--- EXPLORE THE MATERIAL ---
A. Answer these questions from the song notes, marking each answer (i), (ii), (iii) to match:
(i) How do the notes say "Eildon" should be pronounced?
(ii) How many verses does the song have, and how many did it originally have?
(iii) How many times does the Queen say she warned Thomas to desist?
B. Print the passage of the song notes starting with "(Landsdowne MS, I." and going on through "the Eildon Tree.".

--- DOCUMENT TEXT ---
*** Block opens ***
Meg was right: the Elves are not like us. A g*psy tinker is your own dear brother next to an Elf.

(Kushner, p. 128)

[11] This first refrain hints at his years-long servitude, and the peculiar constraints the Queen has placed upon him. Variations on this will be played out in subsequent refrains. For a five (originally six) verse song, I determined that a repeating chorus would slow down the action (much as it’s a great place to have the audience join in singing), and instead use the refrains to keep the story moving forward, reflecting on the events of the latest verse and how they shape Thomas’s freedom (or lack of it).


[12] The Eildon Tree (which, I now know, should be pronounced “EEL-don”, and is rendered variously in the the editions of the medieval romance as “Eldone” (Thornton), “Elden” (Lansdowne), and “eldryn” (Cambridge)) was a legendary Scottish landmark, closely associated with the historic Thomas of Ercildoune, aka the Rhymer. Thomas has been revered as a prophet and Scottish hero for centuries. Trees are often depicted in folklore as gateways to and from Faerie, and the Eildon is one of the most famous, probably because Thomas was reputed to have written much of his prophetic verse there. Details about the tree, the historic Thomas, and the medieval romance written to explain how he got his prophetic powers can be found here.


[13]

At ilka tett o’ her horse’s mane / Hung fifty siller bells and nine.

(Child 37A.2)

[14]

‘All hail, thou mighty Queen of Heaven! / For your peer on earth I never did see.’ / ‘O no, O no, True Thomas,’ she says, / ‘That name does not belong to me; / I am but the queen of fair Elfland, / And I’m come here for to visit thee.’

(Child 37A.3-4)

He knelyde downe appone his knee, / Vndir-nethe þat grenwode spraye, / And sayd, Lufly ladye, rewe one mee, / Qwene of heuene, als þou wele maye ! / Then spake þat lady milde of thoghte: / Thomas, late swylke wordes bee; / Qwene of heuene ne am I noghte, / Ffor I tuke neuer so heghe degre.

(Thornton MS, I.14-15)

[15]

And as the sonne in somerys day, / Forsouthe the ladye here sylffe shone.

(Landsdowne MS, I. 47-48)

Her face blurred before me: all the women I had ever had were there in it, all my moments of ecstasy and fulfillment–and they seemed dry next to her promised fulfillment, stale next to her excitement, sad next to her pleasure.

(Kushner p. 65)

[16]

…And if ye dare to kiss my lips. / Sure of your bodie I will be.’ / ‘Betide me weal, betide me woe, / That weird shall never daunton me;’ / Syne he has kissed her rosy lips, / All underneath the Eildon Tree.

(Child 37C.5-6)

I have read carefully through the different versions of the romance for this section. I am not a student of Middle English, but Thomas is clearly the one being assertive here, crying out at her beauty and asking to lie with her. The Queen’s response is probably intended to be coy, but it is certainly plausible to read that she is annoyed (though certainly not frightened) by his intentions. She tells him that he can have his way with her (quite obviously more than a kiss), but makes it clear that she has warned him thrice to desist, and that he will spoil her beauty if he will not be deterred. He of course persists.
*** Block closes ***
--- RECORDS PROVIDED ---
*** Block opens ***
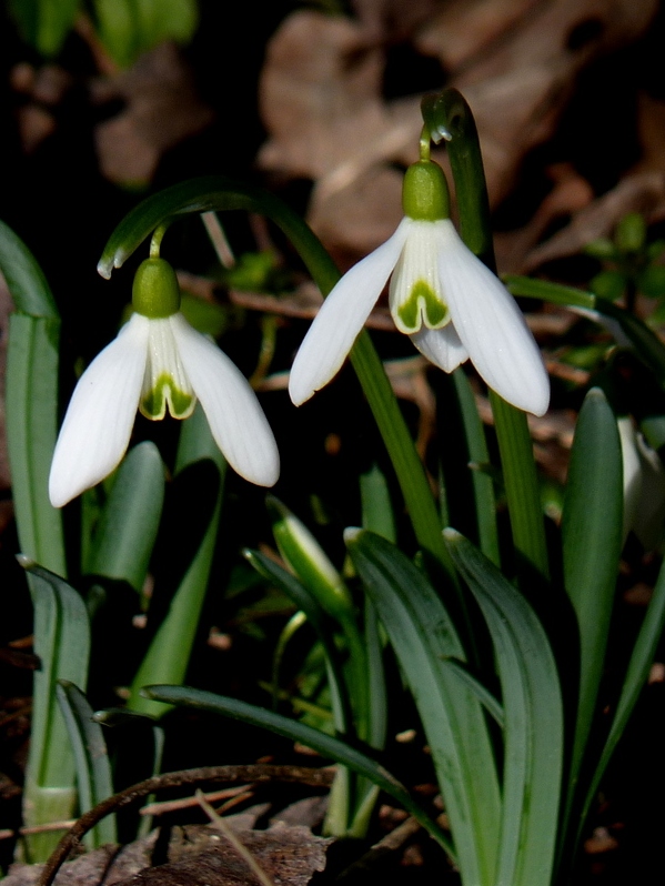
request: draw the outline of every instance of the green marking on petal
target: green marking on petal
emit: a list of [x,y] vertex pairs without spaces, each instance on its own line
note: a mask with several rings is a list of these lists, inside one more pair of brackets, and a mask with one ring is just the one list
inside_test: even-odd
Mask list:
[[417,332],[423,323],[427,329],[441,329],[450,320],[447,305],[424,280],[413,284],[409,298],[397,308],[397,326],[407,333]]
[[141,397],[139,411],[157,422],[164,417],[167,410],[174,419],[188,419],[195,405],[197,397],[177,387],[173,379],[164,372]]

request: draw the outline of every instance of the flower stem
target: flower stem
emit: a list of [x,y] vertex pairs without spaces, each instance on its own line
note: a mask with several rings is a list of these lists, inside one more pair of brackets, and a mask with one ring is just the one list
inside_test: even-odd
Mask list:
[[[483,159],[471,108],[455,89],[425,95],[425,125],[434,142],[445,139],[455,180],[462,239],[482,261],[496,270],[490,201]],[[538,480],[526,415],[491,392],[513,543],[521,557],[548,575],[545,527]]]

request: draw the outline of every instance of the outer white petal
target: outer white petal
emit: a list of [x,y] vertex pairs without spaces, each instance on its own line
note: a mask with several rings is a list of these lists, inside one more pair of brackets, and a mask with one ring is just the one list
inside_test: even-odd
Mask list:
[[296,406],[340,370],[397,263],[412,224],[402,219],[395,233],[354,264],[323,302],[291,369],[289,393]]
[[481,376],[508,403],[543,415],[550,380],[522,311],[452,222],[443,230],[439,268],[455,330]]
[[420,332],[414,332],[409,338],[421,354],[444,372],[452,372],[460,363],[468,360],[466,348],[460,341],[452,323],[443,329],[423,326]]
[[149,323],[148,318],[134,314],[81,375],[51,463],[53,507],[94,486],[124,455],[141,395]]
[[169,320],[184,371],[224,457],[245,480],[272,486],[280,475],[280,454],[250,383],[226,354],[192,329],[182,314]]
*** Block closes ***
--- EXERCISE RESPONSES ---
A.
(i) "EEL-don"
(ii) Five verses, originally six
(iii) Three times

B.
(Landsdowne MS, I. 47-48)

Her face blurred before me: all the women I had ever had were there in it, all my moments of ecstasy and fulfillment–and they seemed dry next to her promised fulfillment, stale next to her excitement, sad next to her pleasure.

(Kushner p. 65)

[16]

…And if ye dare to kiss my lips. / Sure of your bodie I will be.’ / ‘Betide me weal, betide me woe, / That weird shall never daunton me;’ / Syne he has kissed her rosy lips, / All underneath the Eildon Tree.